- **TEXT FOR ANALYSIS**:
--- START ---
That was almost five years ago to the day, when the then-Taoiseach – on the St Patrick’s Day trip to the White House that Micheál Martin is now approaching with trepidation for different reasons – announced the closure of all schools, colleges and other public facilities in response to the rapidly-developing coronavirus pandemic.
And in a moment, life as we knew it changed – but not forever.
Because even a few short years later, there are times you have to take a moment to remember what this meant – and how quickly, in real terms, everything returned to normal.
At least normal in terms of a global pandemic; the world is perhaps more off its axis now than it was then, given the presence of a megalomaniac in the White House, in league with a despot in the Kremlin.
But on that Thursday morning, March 12 2020, we were gripped by fear for the unknown – and, for so many, the months that followed changed their lives and their family landscape forever.
Restrictions meant we couldn’t go to funerals or weddings; we couldn’t celebrate or mourn together. Young people learned how to educate themselves from their computer while perched in their bedrooms.
Pubs closed and many never re-opened; restaurants, the same. Shops that didn’t have an online presence learned to adjust rapidly or they disappeared – and all of that fast-tracked the path to a world of internet orders and home deliveries.
And yet there might have been a few positives too although, in the face of a constant threat of critical illness or death, you might find it hard to find themselves.
It’s always easier after the event once you know you’ve survived – because we would all have dealt with this uncharted territory in a more sanguine way if we knew for sure we would come out the other side.
And most of us did, which is in no way to diminishing the pain of those who lost loved ones to this deadly virus.
--- END ---
- **EXERCISE DETAILS**:
Answer these questions about the pandemic anniversary text:
(a) On what trip was the then-Taoiseach when he announced the closure of schools, colleges and other public facilities?
(b) On what day and date were people "gripped by fear for the unknown"?
(c) Which two kinds of gatherings did restrictions stop people from going to?
Rely only on the text above for your answers.

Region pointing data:
--- START ---
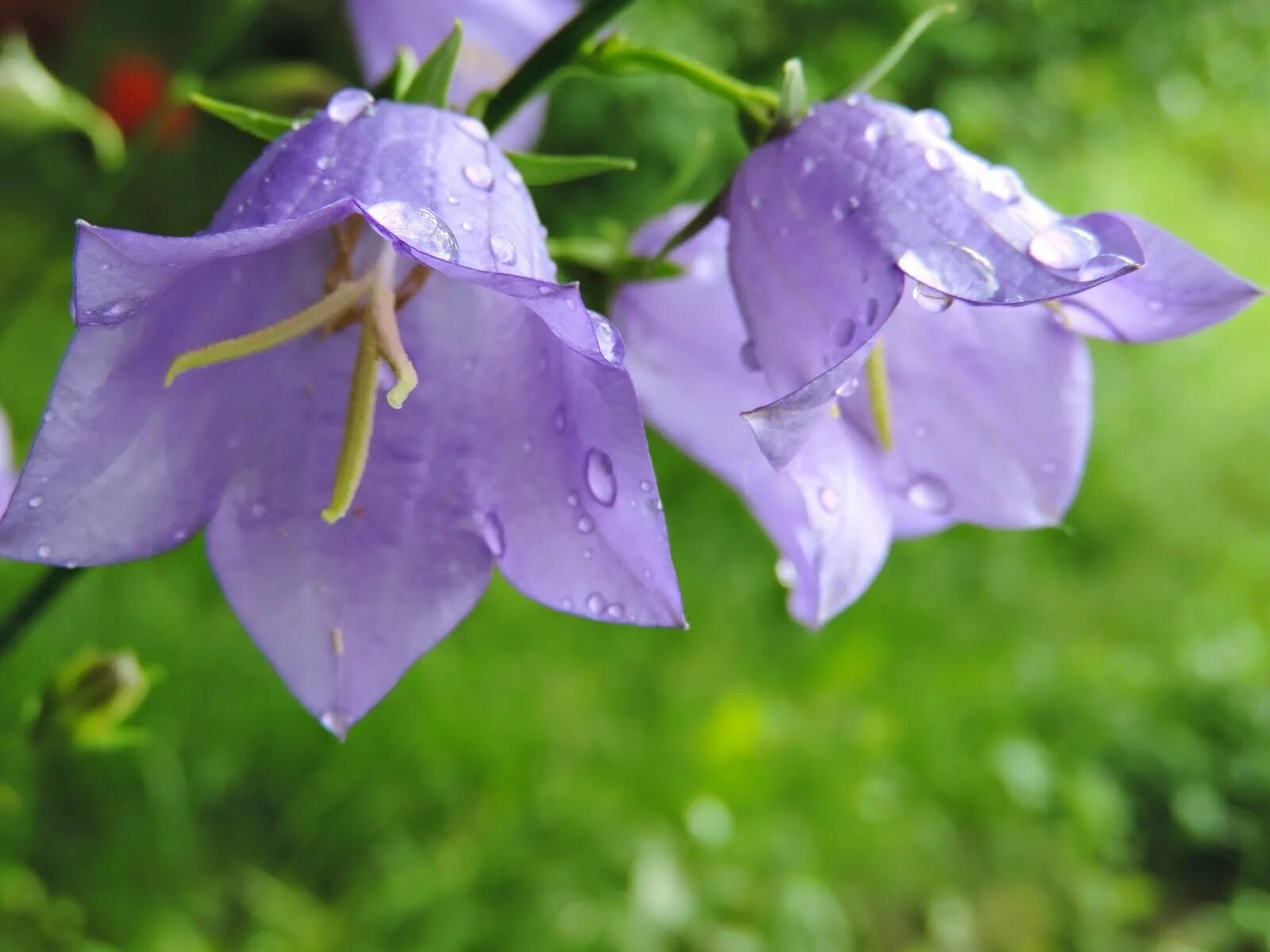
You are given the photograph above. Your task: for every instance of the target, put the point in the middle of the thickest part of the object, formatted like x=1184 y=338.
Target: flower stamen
x=383 y=315
x=359 y=427
x=286 y=330
x=879 y=395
--- END ---
- **ANSWER TO THIS TASK**:
(a) The St Patrick's Day trip to the White House.
(b) Thursday morning, March 12 2020.
(c) Funerals and weddings.